──────── DATA IN THIS EXERCISE ────────
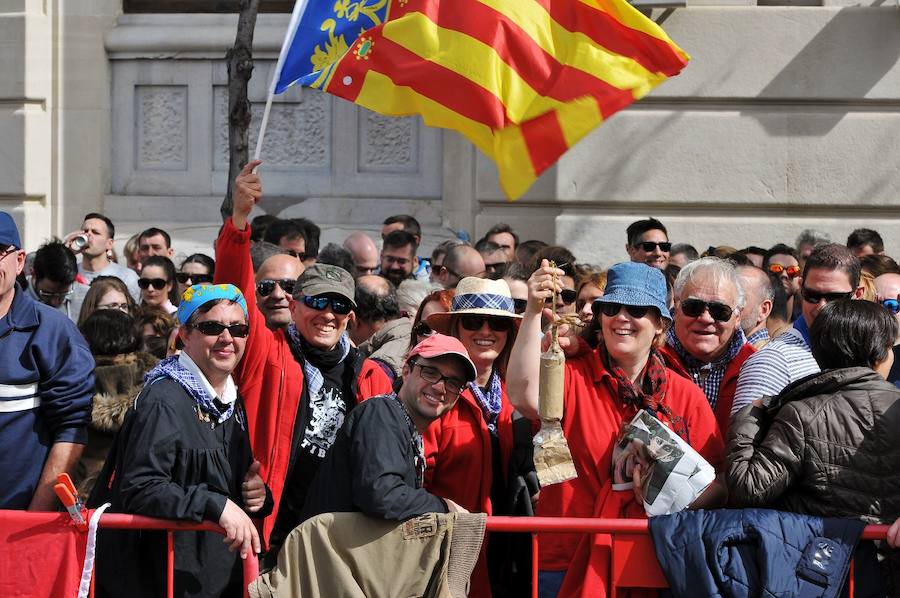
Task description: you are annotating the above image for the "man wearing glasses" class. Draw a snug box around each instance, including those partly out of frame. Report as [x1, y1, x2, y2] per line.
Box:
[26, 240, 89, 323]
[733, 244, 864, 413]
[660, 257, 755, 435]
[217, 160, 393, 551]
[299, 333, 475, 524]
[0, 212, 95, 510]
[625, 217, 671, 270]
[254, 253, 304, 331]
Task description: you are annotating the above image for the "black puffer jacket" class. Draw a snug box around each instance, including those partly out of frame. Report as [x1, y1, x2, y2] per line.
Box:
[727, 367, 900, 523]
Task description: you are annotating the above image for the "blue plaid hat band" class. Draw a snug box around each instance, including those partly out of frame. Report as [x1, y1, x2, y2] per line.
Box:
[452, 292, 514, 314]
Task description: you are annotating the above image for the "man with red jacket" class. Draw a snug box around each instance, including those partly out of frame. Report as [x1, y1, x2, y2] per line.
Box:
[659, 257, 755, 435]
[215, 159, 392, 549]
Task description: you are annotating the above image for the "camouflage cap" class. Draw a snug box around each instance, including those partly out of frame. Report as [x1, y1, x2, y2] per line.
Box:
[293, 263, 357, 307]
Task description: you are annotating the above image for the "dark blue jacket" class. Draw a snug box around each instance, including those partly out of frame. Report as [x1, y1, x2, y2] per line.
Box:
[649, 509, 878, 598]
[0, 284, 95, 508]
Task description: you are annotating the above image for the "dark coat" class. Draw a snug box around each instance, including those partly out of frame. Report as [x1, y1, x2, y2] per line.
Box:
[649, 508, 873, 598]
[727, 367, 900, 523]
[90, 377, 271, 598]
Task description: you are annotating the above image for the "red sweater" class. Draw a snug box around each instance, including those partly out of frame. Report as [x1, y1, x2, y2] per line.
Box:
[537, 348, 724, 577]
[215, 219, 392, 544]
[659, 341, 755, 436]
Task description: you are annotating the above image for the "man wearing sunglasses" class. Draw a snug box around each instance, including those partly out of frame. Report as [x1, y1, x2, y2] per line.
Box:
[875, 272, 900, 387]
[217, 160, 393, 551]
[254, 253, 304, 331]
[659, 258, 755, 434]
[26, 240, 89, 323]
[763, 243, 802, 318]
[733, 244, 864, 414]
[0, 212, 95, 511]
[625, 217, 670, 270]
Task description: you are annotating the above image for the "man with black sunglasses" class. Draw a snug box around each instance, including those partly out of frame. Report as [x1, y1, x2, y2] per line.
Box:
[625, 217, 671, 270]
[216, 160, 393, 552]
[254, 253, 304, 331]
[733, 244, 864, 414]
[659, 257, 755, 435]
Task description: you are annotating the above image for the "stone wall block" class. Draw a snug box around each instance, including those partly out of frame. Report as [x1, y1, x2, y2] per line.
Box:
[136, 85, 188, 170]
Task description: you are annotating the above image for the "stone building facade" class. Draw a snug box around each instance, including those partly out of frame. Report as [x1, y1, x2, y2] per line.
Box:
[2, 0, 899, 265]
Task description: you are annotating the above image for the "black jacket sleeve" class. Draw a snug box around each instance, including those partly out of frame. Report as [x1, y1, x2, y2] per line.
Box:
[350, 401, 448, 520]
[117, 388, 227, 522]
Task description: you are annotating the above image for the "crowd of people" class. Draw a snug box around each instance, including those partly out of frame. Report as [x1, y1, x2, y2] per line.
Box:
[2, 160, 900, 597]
────────
◆ EXERCISE DIRECTIONS
All lines of the records containing "black" should be shown.

◆ PROBLEM SOLUTION
Task description: you are annotating the above image for the "black puffer jacket" class. Draw a snug box around each instance, including those partly out of frame. Report as [x1, y1, x2, y2] per line.
Task description: you are annotating the above image for the "man with black sunglasses" class. Draw a snug box around each instance, including those partly out of frame. Report as [x1, y1, x2, y2] per line.
Task description: you are annotating the above image for the "black jacket sleeve" class. Draw a snug box around each instance, including those partly out of frame. Report as [x1, y1, x2, y2] per line.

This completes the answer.